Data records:
# # # # #

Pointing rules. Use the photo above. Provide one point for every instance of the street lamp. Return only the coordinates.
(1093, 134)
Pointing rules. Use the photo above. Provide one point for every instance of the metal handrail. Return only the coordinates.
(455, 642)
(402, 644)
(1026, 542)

# # # # #

Prompt: Reproduce all the data exactly. Include every line.

Exercise output:
Pointing rules. Use the photo above. Provide one point for every instance of the street lamp. Return only the coordinates.
(1093, 134)
Pointing rules. Use the photo above. Provide one point for every instance of the metal handrail. Return only the coordinates.
(455, 642)
(402, 644)
(1026, 542)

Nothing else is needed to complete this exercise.